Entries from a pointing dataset
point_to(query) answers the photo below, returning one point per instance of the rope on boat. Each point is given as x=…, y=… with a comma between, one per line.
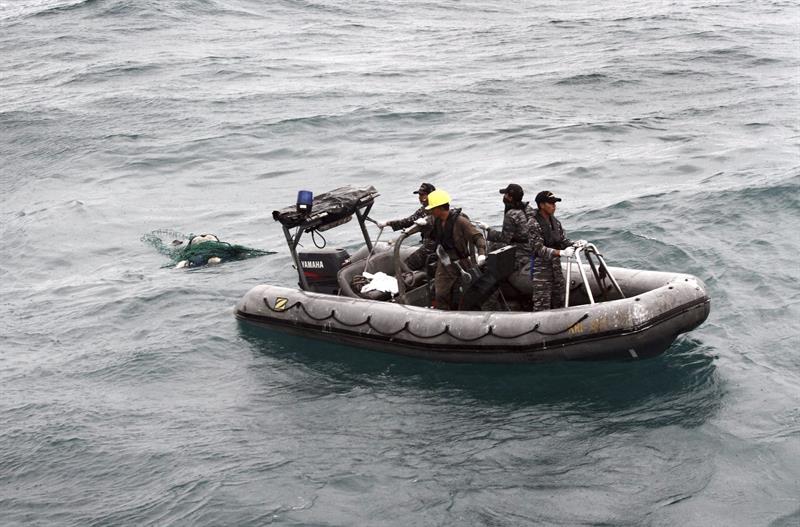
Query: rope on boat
x=407, y=329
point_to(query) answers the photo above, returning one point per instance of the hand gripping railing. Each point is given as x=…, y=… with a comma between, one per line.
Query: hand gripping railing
x=600, y=271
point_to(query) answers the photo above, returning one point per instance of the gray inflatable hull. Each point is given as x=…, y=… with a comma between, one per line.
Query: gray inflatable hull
x=660, y=307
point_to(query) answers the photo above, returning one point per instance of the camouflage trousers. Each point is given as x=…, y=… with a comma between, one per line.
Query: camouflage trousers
x=549, y=287
x=416, y=260
x=445, y=284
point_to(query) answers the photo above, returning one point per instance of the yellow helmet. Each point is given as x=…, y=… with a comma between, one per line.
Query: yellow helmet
x=437, y=198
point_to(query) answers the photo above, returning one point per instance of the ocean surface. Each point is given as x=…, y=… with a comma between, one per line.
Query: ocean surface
x=129, y=393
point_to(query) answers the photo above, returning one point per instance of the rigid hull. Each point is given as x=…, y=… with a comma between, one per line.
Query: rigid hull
x=658, y=307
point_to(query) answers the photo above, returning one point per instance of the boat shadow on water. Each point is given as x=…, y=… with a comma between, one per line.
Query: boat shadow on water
x=679, y=387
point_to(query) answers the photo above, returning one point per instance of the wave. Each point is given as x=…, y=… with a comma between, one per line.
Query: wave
x=28, y=8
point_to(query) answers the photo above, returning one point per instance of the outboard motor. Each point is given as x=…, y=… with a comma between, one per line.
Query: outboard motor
x=321, y=267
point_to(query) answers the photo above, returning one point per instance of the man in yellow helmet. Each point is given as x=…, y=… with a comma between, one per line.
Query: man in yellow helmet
x=454, y=232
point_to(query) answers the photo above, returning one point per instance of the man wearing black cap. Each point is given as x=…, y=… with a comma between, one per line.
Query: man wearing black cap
x=548, y=242
x=417, y=259
x=515, y=231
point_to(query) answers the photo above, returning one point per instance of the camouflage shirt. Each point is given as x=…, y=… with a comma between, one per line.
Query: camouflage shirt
x=404, y=223
x=516, y=232
x=544, y=244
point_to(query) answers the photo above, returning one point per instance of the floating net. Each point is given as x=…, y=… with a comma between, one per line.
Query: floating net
x=196, y=250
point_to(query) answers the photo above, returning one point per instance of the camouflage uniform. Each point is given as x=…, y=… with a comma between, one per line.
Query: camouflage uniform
x=549, y=287
x=516, y=232
x=417, y=259
x=458, y=244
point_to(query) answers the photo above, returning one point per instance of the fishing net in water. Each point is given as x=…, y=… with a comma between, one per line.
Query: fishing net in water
x=197, y=250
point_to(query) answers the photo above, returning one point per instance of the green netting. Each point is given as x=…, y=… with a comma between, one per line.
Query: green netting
x=180, y=247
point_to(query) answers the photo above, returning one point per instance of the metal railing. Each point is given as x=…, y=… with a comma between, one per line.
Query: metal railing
x=600, y=272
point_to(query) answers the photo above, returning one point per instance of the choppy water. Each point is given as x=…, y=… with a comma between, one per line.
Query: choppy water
x=129, y=394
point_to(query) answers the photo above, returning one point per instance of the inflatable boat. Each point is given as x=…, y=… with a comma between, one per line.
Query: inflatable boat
x=611, y=313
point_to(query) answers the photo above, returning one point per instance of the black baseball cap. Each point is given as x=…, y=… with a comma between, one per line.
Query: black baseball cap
x=513, y=190
x=425, y=188
x=546, y=196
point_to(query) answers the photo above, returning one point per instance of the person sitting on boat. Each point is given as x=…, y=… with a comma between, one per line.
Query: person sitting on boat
x=548, y=243
x=417, y=259
x=514, y=232
x=456, y=234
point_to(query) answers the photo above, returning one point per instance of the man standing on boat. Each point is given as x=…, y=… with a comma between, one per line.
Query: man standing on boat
x=548, y=243
x=515, y=231
x=456, y=234
x=417, y=259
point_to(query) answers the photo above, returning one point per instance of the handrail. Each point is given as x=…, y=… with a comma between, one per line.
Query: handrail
x=589, y=249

YOUR TASK
Arrange all of the material above as a two-column CSV with the headers input and output, one row per point_to call, putting its text and its answer each in a single quoted field with line breaks replaced by spaces. Leave the pictures out.

RESULT OF THIS TASK
input,output
"point_to(query) answers the photo below, returning one point per instance of the rope on boat. Each point is given as x=…, y=… with a comma between, one per line. Query: rope on boat","x=407, y=329"
"point_to(query) answers the photo above, returning one point per instance of the hand gripping railing. Each point is given as x=…, y=… with a comma between, one per line. Query: hand gripping railing","x=600, y=271"
"point_to(query) answers the photo above, returning one point per instance of the gray inflatable hull. Each point is given as x=…, y=… with a comma between, one per line. Query: gray inflatable hull","x=660, y=307"
"point_to(query) answers the photo above, returning one point per instance of the camouflage trousers. Each point is given as x=…, y=… with a comma between, one per line. Query: camouflage trousers","x=549, y=287 x=416, y=260 x=445, y=284"
"point_to(query) answers the photo above, returning one point per instance of the yellow helmet. Each point is given as x=…, y=… with a comma between, one per line. Query: yellow helmet","x=437, y=198"
"point_to(query) answers the photo above, returning one point per instance of the ocean surface. Each point is given as x=…, y=… with a comma between, one per line. Query: ocean surface","x=129, y=393"
"point_to(query) answers the photo above, returning one point per instance of the rigid hull. Each point is given as x=…, y=… with a comma between, one per line. Query: rigid hull","x=658, y=307"
"point_to(query) answers the photo above, returning one point per instance of the boat shadow on water. Each point is given as x=…, y=… with a comma between, one per line. Query: boat shadow on water","x=679, y=387"
"point_to(query) answers the photo above, returning one point per instance of the wave. Each point is given as x=…, y=… with a comma between, one per line. Query: wave","x=28, y=8"
"point_to(query) answers the photo above, returning one point per instance of the outboard motor. Each point is given as x=…, y=… with a comma between, one per line. Query: outboard motor","x=321, y=267"
"point_to(query) answers the photo above, returning one point per instance of the man in yellow helmet. Each point is given as x=…, y=… with a comma between, one per line. Query: man in yellow helmet","x=454, y=232"
"point_to(query) answers the photo above, returning one point per instance of the man wearing black cap. Each point is given as x=…, y=… with a comma between, one per line. Query: man wearing black cap","x=548, y=242 x=417, y=259 x=515, y=231"
"point_to(query) answers the photo above, returning one point per instance of the camouflage shirt. Each point is given as x=…, y=… with a comma between, one per line. Query: camouflage shirt","x=404, y=223 x=516, y=232 x=544, y=244"
"point_to(query) answers the photo above, returning one point per instance of the floating net. Each point is given as x=…, y=… with a comma between, one per line. Query: floating net","x=196, y=250"
"point_to(query) answers the photo above, returning one point per instance of the camouflage uniform. Each point is given as x=…, y=… with a comma between, one per line. Query: camouflage uniform","x=549, y=287 x=516, y=232 x=417, y=259 x=458, y=244"
"point_to(query) answers the photo above, returning one point per instance of the fishing net in water. Each point is given as x=…, y=… with a comma between, one per line. Query: fishing net in water","x=197, y=250"
"point_to(query) answers the photo above, returning one point per instance of the green netting. Each point is given as x=…, y=… with a comma between, one per line. Query: green netting","x=180, y=247"
"point_to(query) answers the photo above, returning one point per instance of the metal railing. Each point is given as x=…, y=… with a comma between, one per line. Query: metal railing","x=600, y=272"
"point_to(query) answers the photo above, returning one point per instance of the choppy water. Each point is given as x=…, y=… with a comma between, one per line. Query: choppy water","x=129, y=394"
"point_to(query) answers the photo above, returning one point per instance of the inflatable boat. Each point is given as x=…, y=… with a comma between, one per line. Query: inflatable boat","x=611, y=313"
"point_to(query) answers the photo above, returning one point per instance of the black baseball cap. Each point is given as x=…, y=… with a comma between, one per line. Query: black baseball cap","x=513, y=190 x=425, y=188 x=546, y=196"
"point_to(query) answers the photo above, returning one point per instance of the person sitting on boat. Each point is given as x=…, y=… with a comma between, one per line. Query: person sitting on boat","x=548, y=243 x=417, y=259 x=514, y=232 x=456, y=234"
"point_to(query) answers the photo above, returning one point per instance of the man standing on boat. Each point is given as x=…, y=… with a comma between, one per line. Query: man standing on boat","x=548, y=243 x=515, y=231 x=456, y=234 x=417, y=259"
"point_to(query) answers the photo above, returning one point per instance of the handrail. Each point is given as x=…, y=… with a comma between, one per line. Query: handrail","x=589, y=249"